Render the data from the line containing "Locate the flowering" through the line containing "(1215, 895)", both included, as a two-column CSV with the headers input and output. Put each line of text in input and all the coordinate lines that follow it in output, each field quoted, with line breaks turned into spaces.

## Begin INPUT FOR THIS TASK

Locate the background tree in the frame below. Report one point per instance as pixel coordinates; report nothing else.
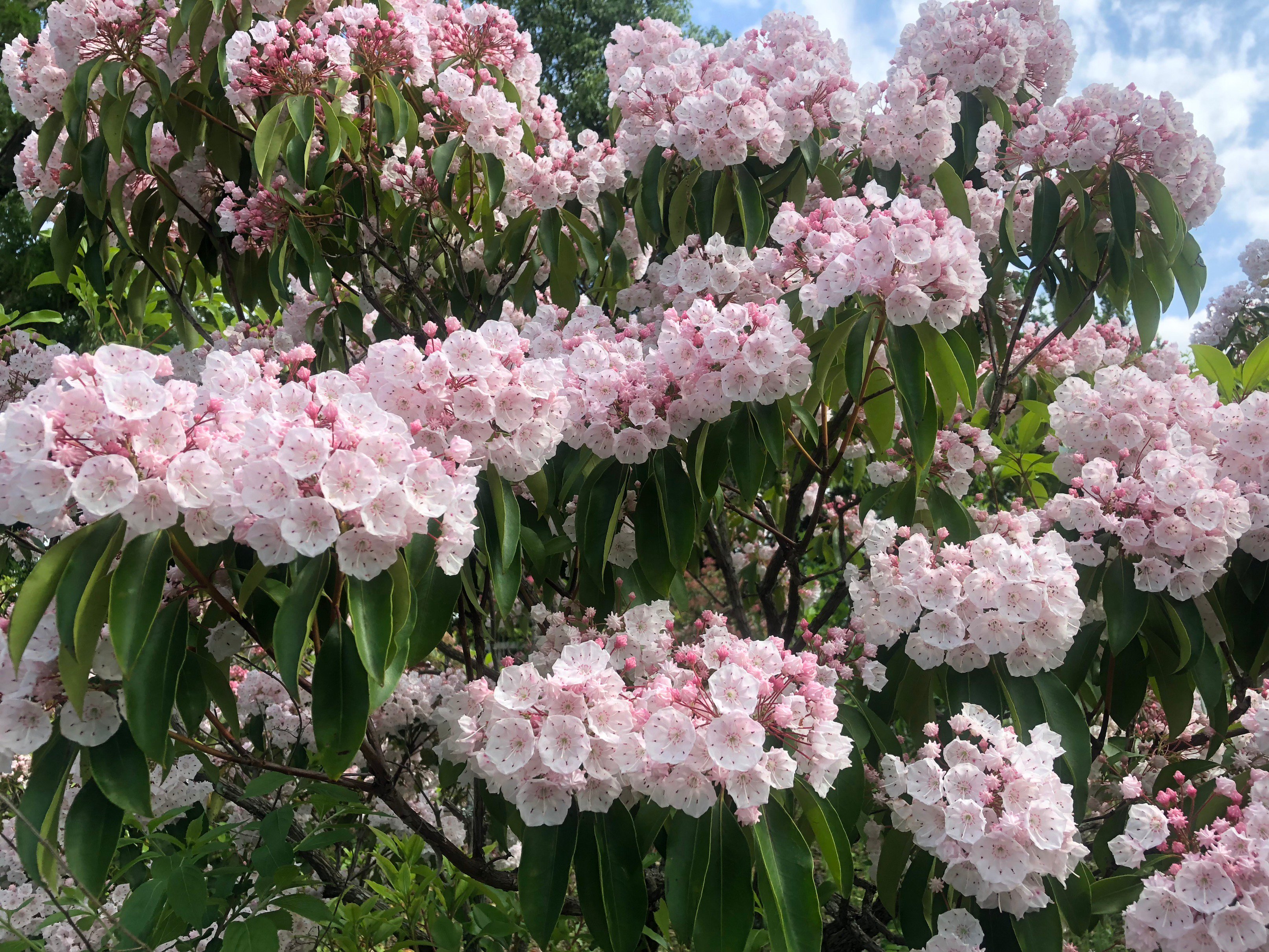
(570, 37)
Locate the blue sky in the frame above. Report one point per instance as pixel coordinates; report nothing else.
(1212, 55)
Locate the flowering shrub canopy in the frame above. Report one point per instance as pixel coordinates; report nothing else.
(771, 525)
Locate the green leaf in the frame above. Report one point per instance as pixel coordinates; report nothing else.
(1146, 309)
(895, 850)
(37, 593)
(786, 883)
(1115, 894)
(951, 514)
(1074, 898)
(342, 700)
(752, 211)
(726, 912)
(136, 591)
(295, 620)
(1066, 717)
(1216, 367)
(952, 190)
(611, 879)
(945, 370)
(1123, 210)
(507, 512)
(1191, 272)
(677, 498)
(150, 690)
(688, 851)
(1163, 210)
(649, 822)
(187, 893)
(829, 832)
(370, 607)
(546, 858)
(82, 568)
(1125, 603)
(121, 771)
(50, 768)
(1256, 370)
(1046, 214)
(748, 456)
(255, 935)
(1040, 931)
(262, 146)
(93, 827)
(436, 596)
(907, 364)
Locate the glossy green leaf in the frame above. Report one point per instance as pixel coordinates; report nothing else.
(1040, 931)
(945, 370)
(611, 879)
(150, 690)
(752, 209)
(37, 593)
(136, 592)
(829, 832)
(786, 883)
(726, 912)
(80, 570)
(546, 858)
(688, 850)
(952, 190)
(121, 771)
(1066, 717)
(295, 620)
(50, 768)
(1216, 367)
(342, 700)
(1123, 207)
(93, 827)
(1046, 214)
(1125, 603)
(370, 607)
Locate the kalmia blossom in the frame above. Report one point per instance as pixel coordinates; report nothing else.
(1009, 592)
(924, 263)
(994, 44)
(761, 93)
(1139, 456)
(992, 808)
(1106, 124)
(914, 126)
(1238, 313)
(286, 460)
(686, 716)
(1215, 895)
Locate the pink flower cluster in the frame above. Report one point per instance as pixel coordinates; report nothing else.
(1140, 465)
(1087, 351)
(627, 399)
(1106, 124)
(288, 461)
(626, 711)
(729, 274)
(959, 932)
(766, 91)
(563, 172)
(1004, 593)
(1238, 305)
(914, 128)
(994, 44)
(992, 808)
(923, 262)
(1216, 895)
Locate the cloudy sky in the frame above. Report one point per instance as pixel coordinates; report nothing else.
(1212, 55)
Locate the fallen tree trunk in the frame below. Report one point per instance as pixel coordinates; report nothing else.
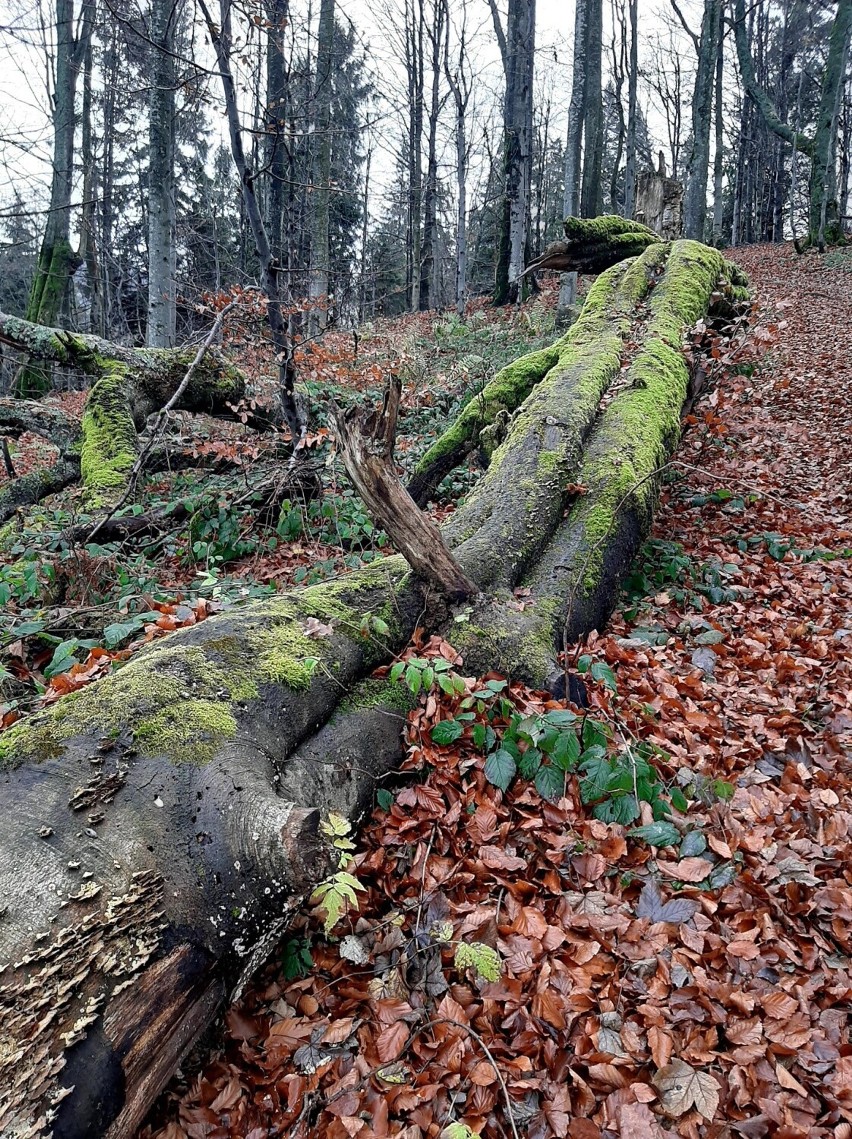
(129, 385)
(594, 244)
(162, 825)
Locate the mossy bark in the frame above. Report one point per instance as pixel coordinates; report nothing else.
(161, 825)
(519, 500)
(130, 384)
(573, 583)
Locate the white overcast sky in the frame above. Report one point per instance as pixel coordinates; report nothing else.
(25, 129)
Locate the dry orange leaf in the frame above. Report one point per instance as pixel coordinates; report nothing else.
(687, 869)
(681, 1087)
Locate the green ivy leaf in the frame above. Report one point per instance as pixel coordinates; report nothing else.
(482, 959)
(530, 762)
(566, 752)
(447, 731)
(679, 800)
(594, 734)
(603, 672)
(657, 834)
(694, 844)
(500, 769)
(549, 781)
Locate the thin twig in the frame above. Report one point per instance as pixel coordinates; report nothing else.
(163, 415)
(7, 459)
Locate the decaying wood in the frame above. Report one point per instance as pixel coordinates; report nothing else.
(366, 443)
(160, 826)
(592, 245)
(128, 385)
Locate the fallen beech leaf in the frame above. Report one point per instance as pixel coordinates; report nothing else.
(590, 867)
(789, 1081)
(391, 1041)
(650, 906)
(583, 1129)
(637, 1121)
(778, 1006)
(743, 950)
(682, 1087)
(688, 869)
(482, 1074)
(662, 1045)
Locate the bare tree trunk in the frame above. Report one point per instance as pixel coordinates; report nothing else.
(222, 40)
(620, 66)
(573, 146)
(819, 147)
(162, 255)
(161, 826)
(276, 122)
(319, 277)
(460, 87)
(415, 24)
(88, 250)
(824, 186)
(365, 229)
(435, 32)
(719, 155)
(632, 84)
(592, 190)
(57, 261)
(695, 197)
(518, 62)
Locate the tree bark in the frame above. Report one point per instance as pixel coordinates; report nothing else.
(573, 147)
(435, 32)
(318, 279)
(57, 261)
(162, 825)
(162, 251)
(719, 121)
(819, 147)
(221, 37)
(592, 191)
(129, 384)
(695, 197)
(632, 111)
(518, 47)
(460, 87)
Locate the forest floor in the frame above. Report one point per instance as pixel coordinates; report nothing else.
(515, 965)
(715, 1004)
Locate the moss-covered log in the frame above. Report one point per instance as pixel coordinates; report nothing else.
(594, 244)
(574, 582)
(161, 825)
(129, 385)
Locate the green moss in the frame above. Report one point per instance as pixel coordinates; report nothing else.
(522, 646)
(108, 448)
(604, 228)
(639, 429)
(373, 693)
(189, 731)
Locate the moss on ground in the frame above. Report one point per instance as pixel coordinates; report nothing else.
(375, 693)
(108, 448)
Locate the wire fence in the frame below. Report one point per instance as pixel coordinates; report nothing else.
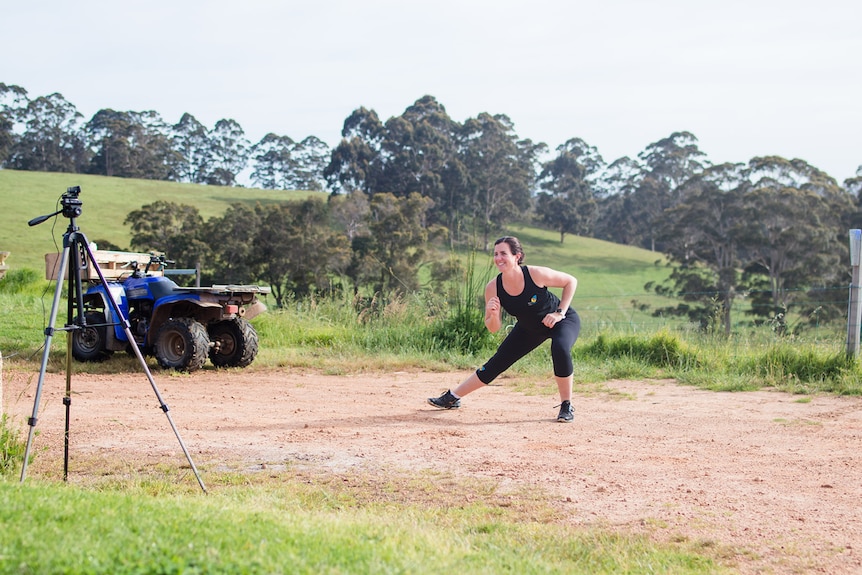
(817, 316)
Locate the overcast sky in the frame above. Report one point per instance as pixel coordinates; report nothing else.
(746, 77)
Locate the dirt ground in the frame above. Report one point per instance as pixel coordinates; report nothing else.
(769, 481)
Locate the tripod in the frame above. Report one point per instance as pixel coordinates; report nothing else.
(77, 256)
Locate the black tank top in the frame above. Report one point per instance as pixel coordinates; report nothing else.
(530, 306)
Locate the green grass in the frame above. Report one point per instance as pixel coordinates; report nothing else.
(106, 203)
(284, 524)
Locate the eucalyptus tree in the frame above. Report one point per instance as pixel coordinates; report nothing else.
(854, 185)
(357, 161)
(297, 250)
(173, 229)
(311, 155)
(190, 141)
(129, 145)
(501, 171)
(615, 189)
(52, 139)
(231, 237)
(701, 234)
(420, 155)
(796, 238)
(273, 162)
(397, 241)
(567, 202)
(228, 151)
(12, 101)
(667, 163)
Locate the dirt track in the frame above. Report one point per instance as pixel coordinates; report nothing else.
(771, 480)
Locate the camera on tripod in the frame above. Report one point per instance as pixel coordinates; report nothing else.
(72, 205)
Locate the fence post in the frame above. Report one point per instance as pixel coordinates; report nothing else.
(854, 312)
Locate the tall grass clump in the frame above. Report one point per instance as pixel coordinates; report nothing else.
(660, 350)
(801, 369)
(461, 327)
(11, 448)
(25, 302)
(22, 281)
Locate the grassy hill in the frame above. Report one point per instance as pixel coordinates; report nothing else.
(106, 202)
(611, 276)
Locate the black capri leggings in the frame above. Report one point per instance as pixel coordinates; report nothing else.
(522, 341)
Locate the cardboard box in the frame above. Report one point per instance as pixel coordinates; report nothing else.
(112, 264)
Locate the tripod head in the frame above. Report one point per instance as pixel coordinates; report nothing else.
(71, 207)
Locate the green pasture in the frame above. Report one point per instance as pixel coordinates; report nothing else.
(288, 521)
(106, 203)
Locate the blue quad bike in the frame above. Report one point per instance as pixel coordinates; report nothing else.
(180, 326)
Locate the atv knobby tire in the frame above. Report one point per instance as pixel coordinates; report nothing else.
(182, 344)
(234, 341)
(89, 343)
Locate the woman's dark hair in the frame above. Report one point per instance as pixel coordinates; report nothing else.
(514, 245)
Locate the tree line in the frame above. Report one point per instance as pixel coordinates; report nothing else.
(772, 230)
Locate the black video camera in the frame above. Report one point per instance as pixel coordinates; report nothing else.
(72, 206)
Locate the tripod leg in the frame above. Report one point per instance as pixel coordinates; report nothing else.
(49, 336)
(141, 360)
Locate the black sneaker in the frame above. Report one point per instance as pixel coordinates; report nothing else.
(567, 413)
(445, 401)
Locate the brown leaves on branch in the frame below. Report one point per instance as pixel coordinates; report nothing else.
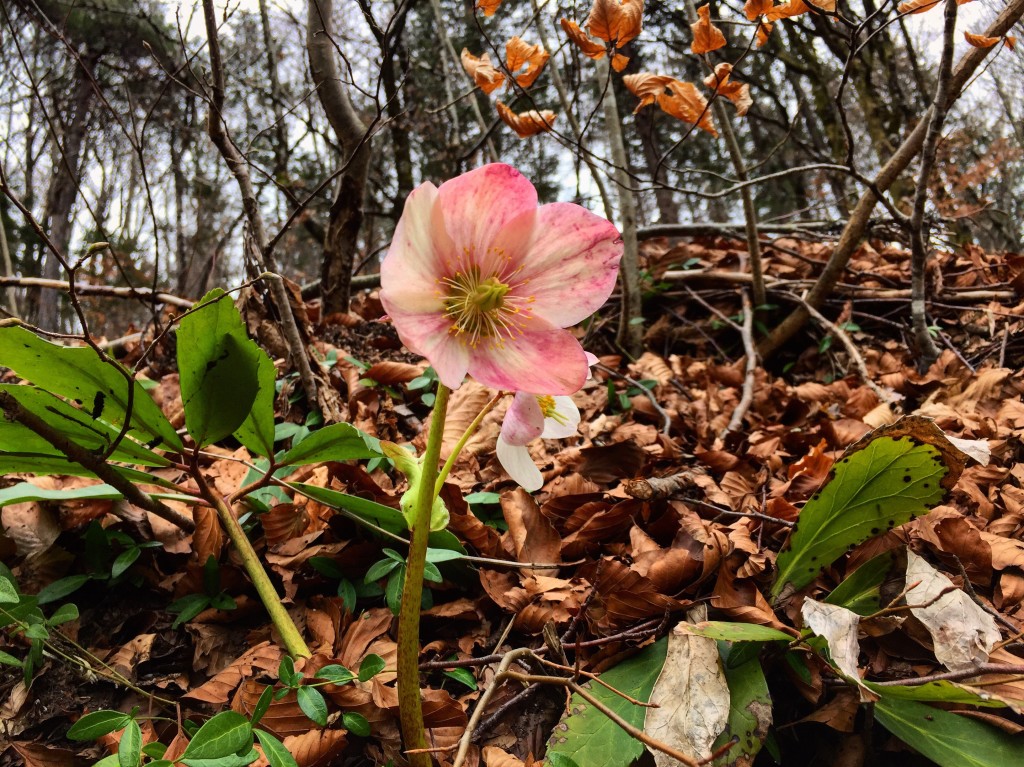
(738, 93)
(707, 37)
(526, 124)
(681, 99)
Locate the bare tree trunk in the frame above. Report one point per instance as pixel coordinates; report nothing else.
(630, 335)
(855, 227)
(62, 190)
(346, 211)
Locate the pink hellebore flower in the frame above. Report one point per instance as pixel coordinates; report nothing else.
(480, 280)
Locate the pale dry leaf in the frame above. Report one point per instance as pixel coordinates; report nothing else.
(692, 696)
(526, 124)
(980, 41)
(707, 37)
(483, 73)
(962, 632)
(518, 54)
(839, 627)
(589, 47)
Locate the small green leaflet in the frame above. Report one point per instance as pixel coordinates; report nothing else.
(78, 374)
(219, 369)
(591, 739)
(890, 480)
(948, 739)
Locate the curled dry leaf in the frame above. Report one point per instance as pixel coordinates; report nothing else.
(707, 37)
(738, 93)
(678, 98)
(755, 8)
(692, 697)
(589, 47)
(916, 6)
(526, 124)
(786, 10)
(519, 54)
(483, 73)
(980, 41)
(487, 6)
(615, 22)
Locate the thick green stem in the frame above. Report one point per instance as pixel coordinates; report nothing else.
(410, 705)
(290, 635)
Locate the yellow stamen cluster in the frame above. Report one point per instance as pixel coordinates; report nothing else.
(547, 403)
(483, 308)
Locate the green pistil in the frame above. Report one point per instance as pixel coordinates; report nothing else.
(489, 295)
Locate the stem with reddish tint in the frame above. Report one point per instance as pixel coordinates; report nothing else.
(410, 704)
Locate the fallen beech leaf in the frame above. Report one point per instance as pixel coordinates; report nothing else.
(707, 37)
(589, 47)
(980, 41)
(483, 73)
(916, 6)
(519, 54)
(615, 20)
(787, 10)
(755, 8)
(962, 632)
(738, 93)
(526, 124)
(692, 696)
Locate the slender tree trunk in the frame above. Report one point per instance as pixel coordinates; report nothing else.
(630, 334)
(62, 190)
(345, 217)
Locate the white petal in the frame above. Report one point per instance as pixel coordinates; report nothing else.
(565, 408)
(517, 463)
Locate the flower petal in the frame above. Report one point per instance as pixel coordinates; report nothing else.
(416, 259)
(476, 207)
(554, 429)
(572, 264)
(543, 358)
(517, 463)
(523, 420)
(428, 336)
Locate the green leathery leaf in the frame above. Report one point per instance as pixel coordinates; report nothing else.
(750, 709)
(219, 369)
(730, 632)
(256, 432)
(942, 691)
(76, 424)
(587, 736)
(339, 441)
(78, 374)
(859, 591)
(948, 739)
(892, 475)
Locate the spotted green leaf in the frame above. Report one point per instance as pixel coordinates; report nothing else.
(588, 737)
(888, 481)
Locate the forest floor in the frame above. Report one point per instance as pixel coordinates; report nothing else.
(656, 508)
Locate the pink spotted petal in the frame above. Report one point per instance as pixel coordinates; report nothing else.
(543, 358)
(477, 206)
(570, 414)
(428, 336)
(416, 259)
(517, 463)
(523, 421)
(572, 264)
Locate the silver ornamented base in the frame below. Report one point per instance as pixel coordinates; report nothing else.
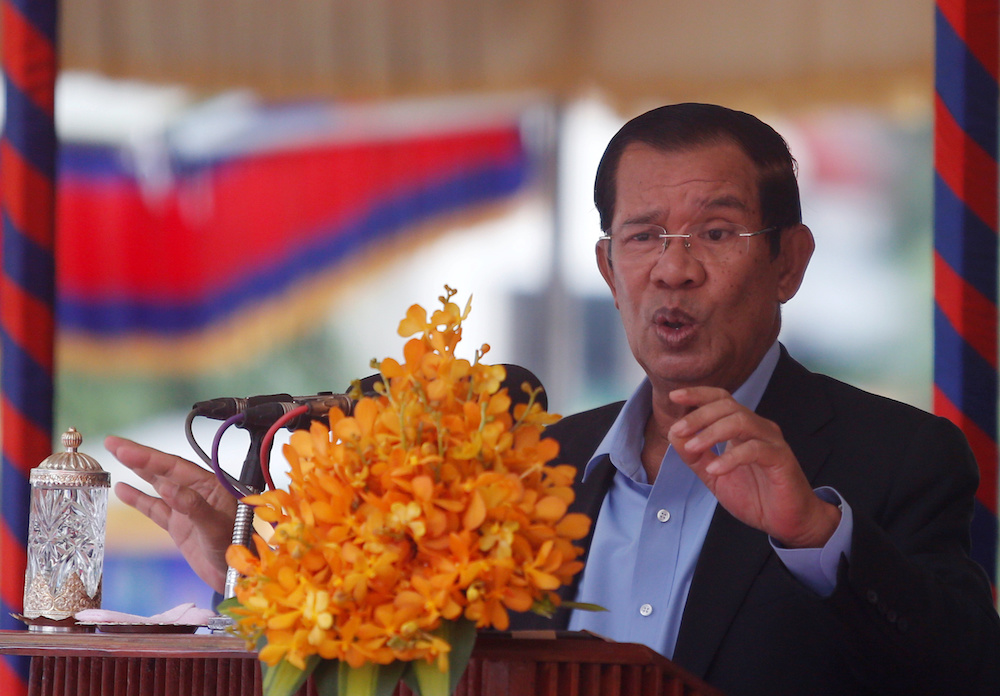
(71, 597)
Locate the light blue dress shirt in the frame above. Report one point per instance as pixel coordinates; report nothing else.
(648, 538)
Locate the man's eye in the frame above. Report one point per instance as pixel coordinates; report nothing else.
(640, 235)
(717, 234)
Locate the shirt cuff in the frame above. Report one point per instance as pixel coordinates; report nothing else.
(817, 568)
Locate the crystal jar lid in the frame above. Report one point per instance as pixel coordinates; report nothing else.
(70, 469)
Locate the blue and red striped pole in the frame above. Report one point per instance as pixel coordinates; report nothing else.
(27, 287)
(965, 242)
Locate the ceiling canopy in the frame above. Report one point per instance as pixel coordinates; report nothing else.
(765, 53)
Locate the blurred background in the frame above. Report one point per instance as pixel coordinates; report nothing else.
(251, 193)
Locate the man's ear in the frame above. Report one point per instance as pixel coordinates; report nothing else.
(797, 246)
(603, 251)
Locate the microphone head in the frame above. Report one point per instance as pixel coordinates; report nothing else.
(516, 376)
(228, 406)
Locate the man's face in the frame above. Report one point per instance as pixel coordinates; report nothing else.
(688, 322)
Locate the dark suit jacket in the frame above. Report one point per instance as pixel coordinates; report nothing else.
(911, 614)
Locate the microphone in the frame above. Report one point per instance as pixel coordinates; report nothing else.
(261, 411)
(225, 407)
(263, 415)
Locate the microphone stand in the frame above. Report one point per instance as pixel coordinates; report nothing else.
(252, 479)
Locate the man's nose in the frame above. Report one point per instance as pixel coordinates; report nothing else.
(676, 266)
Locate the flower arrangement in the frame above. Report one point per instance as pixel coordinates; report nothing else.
(428, 513)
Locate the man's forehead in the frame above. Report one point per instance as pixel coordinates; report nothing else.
(717, 176)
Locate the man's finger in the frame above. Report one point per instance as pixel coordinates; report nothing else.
(153, 508)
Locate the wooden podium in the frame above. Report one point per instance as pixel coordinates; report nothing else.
(98, 664)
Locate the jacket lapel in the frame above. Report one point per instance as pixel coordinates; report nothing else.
(734, 553)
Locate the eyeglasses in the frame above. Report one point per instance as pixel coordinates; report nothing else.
(712, 242)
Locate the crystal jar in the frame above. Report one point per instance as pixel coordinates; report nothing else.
(66, 526)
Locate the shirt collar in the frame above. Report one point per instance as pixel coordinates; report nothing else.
(622, 442)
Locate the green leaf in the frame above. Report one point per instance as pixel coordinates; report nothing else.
(226, 607)
(284, 679)
(336, 678)
(426, 679)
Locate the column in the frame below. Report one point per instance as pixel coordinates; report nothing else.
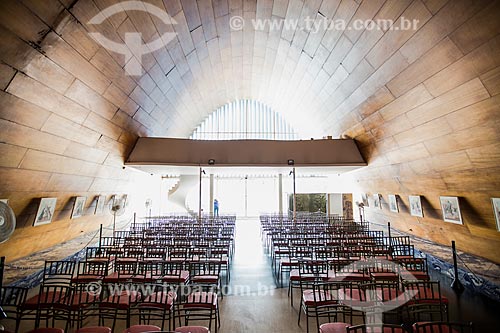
(211, 203)
(280, 194)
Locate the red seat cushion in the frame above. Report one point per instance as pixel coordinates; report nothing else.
(433, 328)
(333, 328)
(94, 329)
(294, 275)
(209, 279)
(142, 328)
(321, 298)
(47, 330)
(201, 299)
(158, 300)
(192, 329)
(123, 302)
(181, 278)
(34, 302)
(385, 276)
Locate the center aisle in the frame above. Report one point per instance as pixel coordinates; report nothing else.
(253, 304)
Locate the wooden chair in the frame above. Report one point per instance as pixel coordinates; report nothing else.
(200, 306)
(11, 301)
(142, 329)
(322, 301)
(158, 304)
(338, 327)
(376, 328)
(116, 303)
(94, 329)
(424, 301)
(192, 329)
(47, 330)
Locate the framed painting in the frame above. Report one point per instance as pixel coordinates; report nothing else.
(364, 199)
(393, 203)
(376, 201)
(451, 209)
(496, 210)
(99, 207)
(416, 206)
(45, 212)
(78, 207)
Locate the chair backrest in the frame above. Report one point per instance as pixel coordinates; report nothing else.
(192, 329)
(376, 328)
(423, 291)
(94, 329)
(54, 294)
(47, 330)
(313, 268)
(13, 296)
(58, 271)
(142, 329)
(383, 292)
(205, 268)
(93, 268)
(443, 327)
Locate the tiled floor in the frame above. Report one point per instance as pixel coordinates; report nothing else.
(254, 304)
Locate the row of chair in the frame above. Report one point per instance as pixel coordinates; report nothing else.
(424, 327)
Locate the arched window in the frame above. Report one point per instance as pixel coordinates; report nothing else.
(244, 120)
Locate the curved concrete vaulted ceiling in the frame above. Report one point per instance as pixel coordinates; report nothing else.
(421, 103)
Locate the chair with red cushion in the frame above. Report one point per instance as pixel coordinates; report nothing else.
(383, 299)
(116, 302)
(47, 330)
(94, 329)
(200, 306)
(142, 329)
(192, 329)
(424, 301)
(156, 303)
(333, 328)
(443, 327)
(322, 301)
(11, 299)
(376, 328)
(206, 274)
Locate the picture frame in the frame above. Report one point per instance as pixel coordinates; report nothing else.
(376, 201)
(416, 206)
(45, 212)
(393, 203)
(99, 207)
(495, 202)
(364, 199)
(78, 207)
(451, 210)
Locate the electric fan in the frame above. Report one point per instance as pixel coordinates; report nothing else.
(7, 221)
(116, 207)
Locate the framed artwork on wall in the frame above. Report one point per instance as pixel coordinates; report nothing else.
(364, 199)
(451, 209)
(393, 203)
(78, 207)
(376, 201)
(416, 206)
(45, 212)
(496, 210)
(99, 207)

## End INPUT FOR THIS TASK

■ TASK RESULT
input,output
"Locate the flowering shrub canopy in the frame above. Report one point per instance as pixel coordinates; report nothing else.","(771, 525)"
"Locate the green leaf in the frame above. Report one point per instance as pixel coordinates; report nothing else.","(1146, 309) (895, 850) (37, 593) (786, 883) (1115, 894) (951, 514) (1074, 898) (342, 700) (752, 211) (726, 912) (136, 591) (295, 620) (1066, 717) (1216, 367) (952, 190) (611, 879) (945, 370) (1123, 210) (507, 512) (1191, 272) (677, 498) (150, 690) (688, 851) (1163, 210) (649, 822) (187, 893) (829, 832) (370, 607) (546, 858) (82, 568) (1125, 603) (121, 771) (50, 768) (1256, 370) (1046, 214) (748, 456) (255, 935) (1040, 931) (262, 146) (93, 827) (436, 596) (907, 364)"
"Locate the glossy green leaf in the frame above. Report one point per instance as pixel coordinates; report nothing else.","(1040, 931) (945, 370) (611, 879) (150, 690) (752, 209) (37, 593) (136, 592) (829, 832) (786, 883) (726, 912) (80, 570) (546, 858) (688, 850) (952, 190) (121, 771) (1066, 717) (295, 620) (50, 768) (1216, 367) (342, 700) (1123, 207) (93, 827) (1046, 214) (1125, 603) (370, 607)"
"Locate the kalmia blossom in the frame above. Report one point per instance as pixel coordinates; report nothing else.","(1009, 592) (924, 263) (994, 44) (761, 93) (1139, 456) (992, 808) (1106, 124) (914, 126) (1238, 313) (286, 460) (686, 716) (1215, 895)"